> [Da fare]: Prosegui la recensione del film su Dick Cheney, ripartendo subito dopo la sua ultima frase.

> [Brano da esaminare]:
========================================

Con buona pace dei latinisti e dei puristi, iniziamo col dire che il titolo va pronunciato vais, altrimenti si perde il doppio senso di una parola che in inglese significa contemporaneamente vice e vizio. Non che Dick Cheney, il personaggio immortalato in questa pellicola di Adam McKay, avesse particolari vizi. O almeno: ne aveva uno soltanto, ma bello grosso. Il potere. Tanto che era pronto a dire di no alla vicepresidenza degli Stati Uniti perché ritenuto un ruolo poco prestigioso. Più o meno come uno direbbe no all’invito ad una festa di compleanno di un cugino di terzo grado.
Ma il buon Dick aveva intuito che quello non sarebbe stato un ruolo da vicepresidente come gli altri. Strette di mano, tagli di nastro alle inaugurazioni. Lì si trattava di fare il vice di George W. Bush, uno che a malapena ti sa fare la O col bicchiere.
O almeno così viene presentato dal film Bush figlio, come un inetto qualsiasi. Una tratteggiatura forse un po’ esagerata, ma non così distante dalla realtà.
Insomma, fare il secondo di Bush Junior voleva dire praticamente avere le redini del comando della Nazione più potente al mondo. E quindi per uno come Cheney, abituato a muovere i fili da dietro le quinte, restando nell’ombra, l’occasione era davvero ghiotta.

========================================

> [Dati grezzi]:

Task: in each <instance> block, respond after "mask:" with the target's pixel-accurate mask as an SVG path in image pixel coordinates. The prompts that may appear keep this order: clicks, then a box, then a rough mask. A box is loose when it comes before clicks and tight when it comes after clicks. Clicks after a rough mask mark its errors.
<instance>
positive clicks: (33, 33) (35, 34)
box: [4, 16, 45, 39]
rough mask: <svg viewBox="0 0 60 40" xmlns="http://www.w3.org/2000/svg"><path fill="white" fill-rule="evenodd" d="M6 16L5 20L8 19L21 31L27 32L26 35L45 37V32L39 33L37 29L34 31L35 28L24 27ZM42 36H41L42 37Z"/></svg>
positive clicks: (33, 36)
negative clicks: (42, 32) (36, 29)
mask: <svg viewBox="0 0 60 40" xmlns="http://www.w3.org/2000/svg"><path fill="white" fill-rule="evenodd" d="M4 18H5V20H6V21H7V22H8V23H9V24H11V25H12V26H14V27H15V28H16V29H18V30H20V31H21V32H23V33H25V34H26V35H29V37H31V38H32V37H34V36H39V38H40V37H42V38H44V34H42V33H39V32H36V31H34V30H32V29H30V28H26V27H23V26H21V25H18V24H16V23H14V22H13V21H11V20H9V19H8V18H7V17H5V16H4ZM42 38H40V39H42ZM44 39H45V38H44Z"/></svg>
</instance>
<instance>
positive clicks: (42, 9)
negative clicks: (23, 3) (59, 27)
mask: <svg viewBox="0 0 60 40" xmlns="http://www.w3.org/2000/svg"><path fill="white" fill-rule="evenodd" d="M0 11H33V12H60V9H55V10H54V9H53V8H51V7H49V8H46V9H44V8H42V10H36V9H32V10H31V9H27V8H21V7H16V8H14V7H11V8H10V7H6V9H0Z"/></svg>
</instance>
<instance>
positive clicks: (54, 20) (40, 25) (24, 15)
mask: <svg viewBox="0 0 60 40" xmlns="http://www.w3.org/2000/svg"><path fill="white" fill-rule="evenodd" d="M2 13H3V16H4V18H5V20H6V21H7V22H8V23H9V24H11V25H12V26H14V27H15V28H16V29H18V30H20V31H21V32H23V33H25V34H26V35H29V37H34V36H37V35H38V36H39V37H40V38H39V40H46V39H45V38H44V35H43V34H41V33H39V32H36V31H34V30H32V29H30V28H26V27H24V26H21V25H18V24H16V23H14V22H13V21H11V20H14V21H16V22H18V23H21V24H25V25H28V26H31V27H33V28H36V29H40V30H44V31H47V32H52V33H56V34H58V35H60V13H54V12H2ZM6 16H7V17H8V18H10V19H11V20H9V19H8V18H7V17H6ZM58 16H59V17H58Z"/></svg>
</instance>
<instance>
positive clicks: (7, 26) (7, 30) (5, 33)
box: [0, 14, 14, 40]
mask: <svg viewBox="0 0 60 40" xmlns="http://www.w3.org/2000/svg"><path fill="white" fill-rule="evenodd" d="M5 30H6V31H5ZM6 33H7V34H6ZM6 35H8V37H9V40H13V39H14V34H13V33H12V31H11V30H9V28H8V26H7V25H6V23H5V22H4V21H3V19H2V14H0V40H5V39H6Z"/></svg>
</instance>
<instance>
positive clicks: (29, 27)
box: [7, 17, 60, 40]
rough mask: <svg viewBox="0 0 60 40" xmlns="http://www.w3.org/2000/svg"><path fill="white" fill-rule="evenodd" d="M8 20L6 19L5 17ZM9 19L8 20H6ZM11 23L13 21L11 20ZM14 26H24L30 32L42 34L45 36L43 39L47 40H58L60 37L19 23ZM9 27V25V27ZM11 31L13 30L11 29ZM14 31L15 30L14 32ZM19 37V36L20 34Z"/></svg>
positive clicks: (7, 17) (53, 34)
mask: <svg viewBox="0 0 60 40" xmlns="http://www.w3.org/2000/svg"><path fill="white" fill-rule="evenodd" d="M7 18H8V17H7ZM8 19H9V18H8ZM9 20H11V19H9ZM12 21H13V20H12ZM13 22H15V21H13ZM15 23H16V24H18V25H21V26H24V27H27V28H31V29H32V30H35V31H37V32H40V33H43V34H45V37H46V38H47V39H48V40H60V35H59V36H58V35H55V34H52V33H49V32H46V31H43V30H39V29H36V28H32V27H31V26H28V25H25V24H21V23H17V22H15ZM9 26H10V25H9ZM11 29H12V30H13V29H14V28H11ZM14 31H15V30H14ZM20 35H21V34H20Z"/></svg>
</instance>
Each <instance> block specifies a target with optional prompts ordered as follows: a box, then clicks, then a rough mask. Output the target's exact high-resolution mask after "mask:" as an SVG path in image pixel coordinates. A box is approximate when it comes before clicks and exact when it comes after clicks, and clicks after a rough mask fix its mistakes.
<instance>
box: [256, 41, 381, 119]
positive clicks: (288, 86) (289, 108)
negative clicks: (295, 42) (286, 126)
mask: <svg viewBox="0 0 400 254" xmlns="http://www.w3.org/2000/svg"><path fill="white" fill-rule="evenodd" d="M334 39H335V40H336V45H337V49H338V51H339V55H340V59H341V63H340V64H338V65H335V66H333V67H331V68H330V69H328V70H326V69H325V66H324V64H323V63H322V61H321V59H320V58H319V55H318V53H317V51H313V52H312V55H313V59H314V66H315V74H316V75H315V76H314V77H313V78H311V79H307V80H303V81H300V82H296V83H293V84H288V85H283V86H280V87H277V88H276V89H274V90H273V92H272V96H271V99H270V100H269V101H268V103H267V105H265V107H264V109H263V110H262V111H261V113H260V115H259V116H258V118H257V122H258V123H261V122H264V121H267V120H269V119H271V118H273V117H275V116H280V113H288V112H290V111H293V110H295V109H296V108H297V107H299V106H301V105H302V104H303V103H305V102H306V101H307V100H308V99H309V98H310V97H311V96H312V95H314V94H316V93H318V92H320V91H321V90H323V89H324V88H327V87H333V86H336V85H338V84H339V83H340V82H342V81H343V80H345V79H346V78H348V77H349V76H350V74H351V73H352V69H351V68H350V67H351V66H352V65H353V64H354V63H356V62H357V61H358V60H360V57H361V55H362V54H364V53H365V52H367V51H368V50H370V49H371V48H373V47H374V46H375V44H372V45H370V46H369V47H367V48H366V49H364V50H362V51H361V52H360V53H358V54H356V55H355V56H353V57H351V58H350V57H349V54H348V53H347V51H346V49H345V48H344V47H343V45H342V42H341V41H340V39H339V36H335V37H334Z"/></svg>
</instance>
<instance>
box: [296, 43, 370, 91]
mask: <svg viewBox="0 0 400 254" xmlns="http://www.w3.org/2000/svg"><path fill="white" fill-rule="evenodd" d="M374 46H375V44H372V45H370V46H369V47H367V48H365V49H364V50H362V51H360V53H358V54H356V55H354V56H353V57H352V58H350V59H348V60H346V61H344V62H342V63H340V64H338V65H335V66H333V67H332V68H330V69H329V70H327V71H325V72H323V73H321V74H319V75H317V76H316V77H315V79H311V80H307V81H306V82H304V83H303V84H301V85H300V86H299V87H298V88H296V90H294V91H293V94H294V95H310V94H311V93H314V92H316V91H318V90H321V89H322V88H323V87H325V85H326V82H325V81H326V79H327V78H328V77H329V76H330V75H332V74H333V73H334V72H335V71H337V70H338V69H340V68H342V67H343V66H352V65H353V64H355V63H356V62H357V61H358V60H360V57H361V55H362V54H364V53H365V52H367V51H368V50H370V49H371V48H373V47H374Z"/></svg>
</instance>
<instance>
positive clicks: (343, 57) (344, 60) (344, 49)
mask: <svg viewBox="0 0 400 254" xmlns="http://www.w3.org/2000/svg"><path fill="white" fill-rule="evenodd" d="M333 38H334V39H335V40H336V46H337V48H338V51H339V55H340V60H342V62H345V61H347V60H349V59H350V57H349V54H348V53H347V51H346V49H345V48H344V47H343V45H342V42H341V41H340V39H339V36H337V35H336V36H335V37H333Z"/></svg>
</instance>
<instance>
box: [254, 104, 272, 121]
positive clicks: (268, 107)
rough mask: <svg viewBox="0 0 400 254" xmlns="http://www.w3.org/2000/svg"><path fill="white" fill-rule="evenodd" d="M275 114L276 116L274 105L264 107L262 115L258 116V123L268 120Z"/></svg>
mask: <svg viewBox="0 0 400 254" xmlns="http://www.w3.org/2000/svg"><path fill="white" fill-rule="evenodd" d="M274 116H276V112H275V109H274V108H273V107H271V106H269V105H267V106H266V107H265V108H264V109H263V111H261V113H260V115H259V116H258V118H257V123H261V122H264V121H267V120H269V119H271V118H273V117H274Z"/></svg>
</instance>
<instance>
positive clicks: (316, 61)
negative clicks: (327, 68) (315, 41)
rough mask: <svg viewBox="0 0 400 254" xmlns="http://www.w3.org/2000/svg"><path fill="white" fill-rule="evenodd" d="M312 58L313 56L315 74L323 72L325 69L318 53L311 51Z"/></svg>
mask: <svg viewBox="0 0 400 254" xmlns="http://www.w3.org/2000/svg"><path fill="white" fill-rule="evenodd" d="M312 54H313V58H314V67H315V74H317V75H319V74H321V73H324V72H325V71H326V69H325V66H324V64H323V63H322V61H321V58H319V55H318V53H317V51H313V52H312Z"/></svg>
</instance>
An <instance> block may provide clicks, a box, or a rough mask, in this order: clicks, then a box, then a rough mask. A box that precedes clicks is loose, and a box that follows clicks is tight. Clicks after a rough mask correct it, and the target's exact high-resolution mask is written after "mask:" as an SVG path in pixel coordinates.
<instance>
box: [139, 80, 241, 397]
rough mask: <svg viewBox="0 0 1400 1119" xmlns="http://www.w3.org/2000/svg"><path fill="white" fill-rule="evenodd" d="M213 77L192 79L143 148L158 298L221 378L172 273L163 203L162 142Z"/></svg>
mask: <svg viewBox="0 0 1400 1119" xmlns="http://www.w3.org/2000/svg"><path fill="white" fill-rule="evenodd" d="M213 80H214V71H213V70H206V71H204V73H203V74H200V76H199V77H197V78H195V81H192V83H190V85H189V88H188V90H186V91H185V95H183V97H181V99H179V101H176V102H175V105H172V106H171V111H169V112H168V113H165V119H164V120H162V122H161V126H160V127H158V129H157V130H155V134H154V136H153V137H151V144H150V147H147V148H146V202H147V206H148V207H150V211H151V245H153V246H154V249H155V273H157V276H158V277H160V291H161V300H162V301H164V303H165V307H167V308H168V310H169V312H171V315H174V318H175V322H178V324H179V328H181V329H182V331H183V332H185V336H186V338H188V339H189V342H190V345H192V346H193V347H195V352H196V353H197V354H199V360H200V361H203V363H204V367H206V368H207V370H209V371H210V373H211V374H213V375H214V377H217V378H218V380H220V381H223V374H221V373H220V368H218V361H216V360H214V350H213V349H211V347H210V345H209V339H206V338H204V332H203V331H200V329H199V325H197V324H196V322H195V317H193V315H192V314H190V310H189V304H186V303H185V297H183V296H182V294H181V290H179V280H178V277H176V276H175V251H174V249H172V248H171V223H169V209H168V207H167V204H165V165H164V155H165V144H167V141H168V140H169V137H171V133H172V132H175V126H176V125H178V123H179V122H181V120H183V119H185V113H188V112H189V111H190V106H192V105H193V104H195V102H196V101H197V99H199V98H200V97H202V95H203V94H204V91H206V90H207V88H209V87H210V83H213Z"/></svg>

========================================

> [Risultato]:
Vice ripercorre la carriera politica del vice-Bush, partendo da quella provvidenziale strigliata che la moglie esasperata gli fa quando lui era ancora un poveraccio, un medioman come tanti che, finita la sua giornata da operaio, tornava a casa ubriaco e imbrattato del suo vomito. Una strigliata del tipo: o tra sei mesi lavori alla Casa Bianca o ti lascio. No, non proprio così, ma sta di fatto che Cheney quella minaccia la prende estremamente sul serio e in qualche anno si ritrova ad essere il braccio destro del deputato repubblicano Donald Rumsfeld, ai tempi consulente di Nixon.
Da lì parte una scalata formidabile verso i piani alti del potere e quando Cheney tornerà alla Casa Bianca nel 2001 sarà lui a dire a Rumsfeld cosa deve fare, dopo essere stato il suo stagista.
Quello di McKay è un biopic decisamente non convenzionale, forse pure troppo. Come aveva fatto in The Big Short, il regista si sforza in tutti i modi di essere originale, facendone venir fuori qualche trovata geniale (i titoli di coda fake a un terzo di film) e altre invero un po’ forzate. La stessa idea della voce narrante apparentemente estranea e fuori luogo e che d’un tratto diventa tremendamente importante nell’economia narrativa (pur ormai a cose fatte) è sì un espediente ricercato e originale, ma anche, allo stesso tempo, artefatto e spregiudicato.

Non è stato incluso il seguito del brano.